START SOURCE DOCUMENT

NaNoGenMo 2015 Starts Today

I’m looking forward to seeing what everyone makes.

https://github.com/dariusk/NaNoGenMo-2015

Twitter Hashtag











The Seeker (2014)

The Seeker by thricedotted, is, I think, my favorite work from NaNoGenMo 2014. It’s the autobiography of an AI trying to learn about human behavior by reading WikiHow. Step by step, it traces the story of the algorithm, fumbling and dreaming of the alien behaviors it is trying to comprehend.

The book is carefully structured, with the repetition of the Work, Scan, Imagine loop gradually building towards a conclusion. While each individual page is relies on a sense of ambiguous apophenia, its position in the structure hints at the story of an AI struggling to come to terms with humanity. 

The congruence between the algorithm and the fictional story that frames it is one reason why this works so well, I think. There’s enough transparency that we can anticipate the gradual learning process, giving each page a place in the progression. This is a documentation of an algorithm, more literally than usual.

While you’re unlikely to find it a page turner, when I read it I do feel as if the machine author’s final statement is a fitting conclusion to the work as a whole.

https://github.com/thricedotted/theseeker/

https://github.com/thricedotted/theseeker/raw/master/the_seeker.pdf




Rant

NaNoGenMo 2015 is almost here. There’s a lot of resources for text generation available, but here’s one more that is fairly complete in itself.

Rant is a language for procedurally generating text, created by Nicholas Fleck. It’s got a lot of built-in support for various kinds of variation. Even if you don’t want to use it directly it’s got a lot of ideas to be inspired by, and the C# code is MIT-licensed.

https://github.com/TheBerkin/Rant




ProcJam is coming, and that probably means that there are a bunch of you who are trying to figure out how to create meshes in Unity from scratch. 

Well, this video should help with that. While it is specifically focused on extruding a shape along a spline to create a new mesh, many of the technical details are important considerations for creating any mesh in Unity.

This stuff is also useful for people who aren’t using Unity, though some of the technical details will be different if you use, say, a right-handed environment.

(via https://www.youtube.com/watch?v=o9RK6O2kOKo)




language after the writing machine

There’s a dark side to procedural generation. A way to use it for evil rather than good. Spambots.

everest pipkin was recently on an Indiecade panel with some other developers, each talking about something that matters. In this case, spambots.

As it turns out, spambots have a lot to say about language, human interaction, and living in the age of machines that talk to machines. The accidental poetry that attempts to evade the robotic guardians at our gates ends up creating dadaist juxtapositions that mean more to us than they intended.

https://medium.com/@everestpipkin/language-after-the-writing-machine-f3bff4f73408




NaNoGenMo 2015

It’s almost that time of year again! The official github repository and information clearing house for National Novel Generation Month 2015 has been created, and there are already a bunch of of people who have posted their intent to participate. Come on and join them!

Like in past years, there’s an ongoing thread of text generation resources people have found, so even if you’re not participating (though you really should!) there’s a bunch of useful links to be found.

NaNoGenMo 2015 begins on November 1st, and the repository is here: https://github.com/dariusk/NaNoGenMo-2015






Tracery

Kate Compton’s contribution to last year’s ProcJam grew into a full-fledged JavaScript library with its own interactive tutorials. If you want to try out a recursive templating approach to generating text, this is a good place to start. 

The design intent was to make it easy to use, like Twine. It’s not quite at that stage, but it is an accessible way to begin playing around with procedurally generating text. If you’re looking for a way to participate in ProcJam or NaNoGenMo, this might be a good starting point.

END SOURCE DOCUMENT
START DATA BELOW

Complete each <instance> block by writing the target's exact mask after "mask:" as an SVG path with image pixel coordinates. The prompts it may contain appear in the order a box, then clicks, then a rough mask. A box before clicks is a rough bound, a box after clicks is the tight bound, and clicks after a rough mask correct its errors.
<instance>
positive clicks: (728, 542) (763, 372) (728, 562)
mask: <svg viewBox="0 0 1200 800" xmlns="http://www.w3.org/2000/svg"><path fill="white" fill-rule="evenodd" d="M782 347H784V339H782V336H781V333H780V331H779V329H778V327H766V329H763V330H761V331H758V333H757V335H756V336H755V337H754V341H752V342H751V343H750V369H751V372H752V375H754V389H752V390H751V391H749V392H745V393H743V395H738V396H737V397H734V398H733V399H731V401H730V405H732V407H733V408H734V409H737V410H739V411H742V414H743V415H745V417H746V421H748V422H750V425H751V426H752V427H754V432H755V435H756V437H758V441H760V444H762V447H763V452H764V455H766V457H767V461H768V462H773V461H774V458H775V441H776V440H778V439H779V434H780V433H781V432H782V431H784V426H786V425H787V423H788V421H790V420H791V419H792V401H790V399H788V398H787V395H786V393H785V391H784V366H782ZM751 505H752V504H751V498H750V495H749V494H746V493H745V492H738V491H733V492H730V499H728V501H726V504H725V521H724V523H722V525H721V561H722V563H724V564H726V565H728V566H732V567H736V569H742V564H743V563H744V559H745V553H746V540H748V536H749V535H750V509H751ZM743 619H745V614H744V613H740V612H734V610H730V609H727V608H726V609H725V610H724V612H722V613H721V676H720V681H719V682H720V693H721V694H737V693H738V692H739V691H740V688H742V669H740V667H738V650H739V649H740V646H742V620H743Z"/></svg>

END DATA BELOW

▸ YOUR INSTRUCTIONS
From the blog excerpt, return the passage starting with "There’s a dark" and going on through "this case, spambots.", copied word for word. The lines have nothing to do with what is asked here.

▸ EXPECTED ANSWER
There’s a dark side to procedural generation. A way to use it for evil rather than good. Spambots.

everest pipkin was recently on an Indiecade panel with some other developers, each talking about something that matters. In this case, spambots.